== Given data ==
* begin *

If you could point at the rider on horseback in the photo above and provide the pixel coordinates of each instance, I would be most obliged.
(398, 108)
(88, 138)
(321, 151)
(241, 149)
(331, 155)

* end *

== What to do ==
Convert the listing above into a numbered list, giving each line its own number and leaving out any blank lines.

== Reply to the exercise ==
1. If you could point at the rider on horseback in the photo above and provide the pixel coordinates of each instance, I would be most obliged.
2. (398, 108)
3. (88, 138)
4. (321, 151)
5. (241, 149)
6. (331, 155)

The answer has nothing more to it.